Can you restate the records below word for word?

----

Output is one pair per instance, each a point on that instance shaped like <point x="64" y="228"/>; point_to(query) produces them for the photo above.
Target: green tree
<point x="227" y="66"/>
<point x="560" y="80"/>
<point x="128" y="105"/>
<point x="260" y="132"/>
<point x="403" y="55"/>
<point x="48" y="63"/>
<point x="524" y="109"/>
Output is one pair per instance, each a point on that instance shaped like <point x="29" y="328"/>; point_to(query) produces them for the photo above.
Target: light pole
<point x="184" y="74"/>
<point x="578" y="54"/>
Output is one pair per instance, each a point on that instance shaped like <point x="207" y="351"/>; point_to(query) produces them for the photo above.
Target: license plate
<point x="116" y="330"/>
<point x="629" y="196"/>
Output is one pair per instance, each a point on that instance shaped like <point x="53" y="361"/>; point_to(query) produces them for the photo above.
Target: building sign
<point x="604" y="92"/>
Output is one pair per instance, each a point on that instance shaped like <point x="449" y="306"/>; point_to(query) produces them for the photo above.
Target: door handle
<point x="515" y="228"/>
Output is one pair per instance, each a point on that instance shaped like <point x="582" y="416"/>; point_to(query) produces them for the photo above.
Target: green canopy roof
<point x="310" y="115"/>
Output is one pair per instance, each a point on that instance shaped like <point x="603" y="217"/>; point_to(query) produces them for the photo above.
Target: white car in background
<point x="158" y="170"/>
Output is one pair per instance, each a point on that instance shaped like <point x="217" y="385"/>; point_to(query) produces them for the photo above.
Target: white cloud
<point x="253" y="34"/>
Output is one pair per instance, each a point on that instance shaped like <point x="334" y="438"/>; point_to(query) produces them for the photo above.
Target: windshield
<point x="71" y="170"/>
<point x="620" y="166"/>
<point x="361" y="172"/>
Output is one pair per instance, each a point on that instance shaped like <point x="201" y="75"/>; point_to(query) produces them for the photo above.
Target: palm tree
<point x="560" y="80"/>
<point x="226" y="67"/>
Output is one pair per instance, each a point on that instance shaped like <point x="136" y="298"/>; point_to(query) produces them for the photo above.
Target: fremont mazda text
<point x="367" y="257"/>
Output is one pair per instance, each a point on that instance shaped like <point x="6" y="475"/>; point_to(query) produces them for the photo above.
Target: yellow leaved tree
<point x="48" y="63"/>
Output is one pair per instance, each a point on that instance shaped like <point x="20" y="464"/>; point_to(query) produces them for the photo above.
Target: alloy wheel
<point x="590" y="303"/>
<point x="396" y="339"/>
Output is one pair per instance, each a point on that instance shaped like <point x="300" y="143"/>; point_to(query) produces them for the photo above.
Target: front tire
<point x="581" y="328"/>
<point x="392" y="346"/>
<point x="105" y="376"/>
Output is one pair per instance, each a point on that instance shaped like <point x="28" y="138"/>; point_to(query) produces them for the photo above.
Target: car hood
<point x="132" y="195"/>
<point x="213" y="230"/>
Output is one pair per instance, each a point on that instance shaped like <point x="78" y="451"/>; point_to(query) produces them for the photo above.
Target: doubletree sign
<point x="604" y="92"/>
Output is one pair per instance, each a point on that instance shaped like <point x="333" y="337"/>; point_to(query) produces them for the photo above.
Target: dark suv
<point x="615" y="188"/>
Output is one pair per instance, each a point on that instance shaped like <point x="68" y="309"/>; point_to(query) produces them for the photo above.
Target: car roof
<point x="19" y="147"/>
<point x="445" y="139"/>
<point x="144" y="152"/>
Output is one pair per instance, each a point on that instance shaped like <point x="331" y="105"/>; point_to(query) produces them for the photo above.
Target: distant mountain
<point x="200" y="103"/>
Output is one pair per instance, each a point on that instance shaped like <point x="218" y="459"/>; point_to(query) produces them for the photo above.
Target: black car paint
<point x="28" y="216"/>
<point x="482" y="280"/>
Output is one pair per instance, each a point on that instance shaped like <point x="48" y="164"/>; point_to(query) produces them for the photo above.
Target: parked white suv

----

▶ _RESULT FOR THIS EXERCISE_:
Output is one pair per instance, each a point on that instance shaped like <point x="64" y="228"/>; point_to(query) produces them for the photo above.
Target: green tree
<point x="227" y="66"/>
<point x="560" y="80"/>
<point x="128" y="105"/>
<point x="260" y="132"/>
<point x="403" y="55"/>
<point x="48" y="63"/>
<point x="524" y="109"/>
Output is one pair per instance, each a point on that instance shaped like <point x="29" y="328"/>; point_to(query) produces them for the photo above.
Target: light pole
<point x="184" y="74"/>
<point x="578" y="54"/>
Output is one pair per instance, each a point on that instance shaped like <point x="207" y="351"/>; point_to(query) produces them for the photo above.
Target: license plate
<point x="116" y="330"/>
<point x="629" y="196"/>
Output is one pair per instance, each a point on that instance shaped like <point x="53" y="361"/>; point_to(query) produces them for the photo above.
Target: building sign
<point x="604" y="92"/>
Output is one pair per instance, each a point on that instance shaped like <point x="449" y="306"/>; point_to(query) produces them for the photo above.
Target: door handle
<point x="515" y="228"/>
Output is one pair per instance, each a point on that instance shaped like <point x="582" y="416"/>; point_to(query) produces them for the photo above.
Target: green canopy roof
<point x="310" y="115"/>
Output is one pair per instance, each a point on that instance shaped like <point x="603" y="217"/>; point_to(query) produces them for the photo above.
Target: white car in background
<point x="158" y="170"/>
Output is one pair per instance, each a point on that instance shaped like <point x="217" y="385"/>; point_to(query) produces them for the photo above.
Target: white cloud
<point x="253" y="34"/>
Output is one pair per instance, each a point on that instance shaped like <point x="334" y="438"/>; point_to(query) produces them for the photo above.
Target: windshield
<point x="71" y="170"/>
<point x="620" y="166"/>
<point x="361" y="172"/>
Output is one pair per instance, each a point on that instance shaped like <point x="201" y="75"/>; point_to(query) produces them for the photo above.
Target: palm tree
<point x="560" y="80"/>
<point x="226" y="67"/>
Output is one pair per instance, each a point on that instance shaped like <point x="136" y="298"/>; point_to(query) produces them for the photo above.
Target: fremont mazda text
<point x="367" y="257"/>
Output is one pair per instance, each a point on that instance shaped like <point x="6" y="475"/>; point_to(query) produces them for the photo above.
Target: yellow leaved tree
<point x="48" y="63"/>
Output is one pair per instance, each a point on that instance shaped like <point x="20" y="464"/>; point_to(query) produces them for the photo above.
Target: alloy wheel
<point x="590" y="303"/>
<point x="396" y="339"/>
Output is one pair per instance, each a point on that instance shaped like <point x="300" y="143"/>; point_to(query) produces them for the photo above.
Target: front tire
<point x="581" y="328"/>
<point x="392" y="346"/>
<point x="105" y="376"/>
Output is one pair per instance, each a point on that instance shaped like <point x="28" y="138"/>; point_to(query) produces them for the photo above.
Target: car hood
<point x="132" y="195"/>
<point x="213" y="230"/>
Output is one pair per instance, each a point on that instance shaped like <point x="78" y="451"/>; point_to(query) produces them for the photo above.
Target: doubletree sign
<point x="604" y="92"/>
Output is one pair per instance, each a point on that instance shaped like <point x="333" y="337"/>; point_to(query) produces them for the photo above.
Target: dark suv
<point x="615" y="188"/>
Output is one pair per instance, each a point on that instance shaped like <point x="68" y="309"/>; point_to(query) produces them for the photo above.
Target: car roof
<point x="19" y="147"/>
<point x="445" y="139"/>
<point x="144" y="152"/>
Output is one pair per instance, each a point on that instance shaped like <point x="331" y="105"/>; point_to(query) produces them for the photo above.
Target: distant mountain
<point x="200" y="103"/>
Output is one pair per instance, each a point on that instance shaped like <point x="218" y="459"/>; point_to(query) produces them for the photo above.
Target: black car paint
<point x="28" y="216"/>
<point x="482" y="280"/>
Output is one pair per instance, each a point on that instance shaped like <point x="48" y="164"/>; point_to(query) produces them for the photo above.
Target: parked white suv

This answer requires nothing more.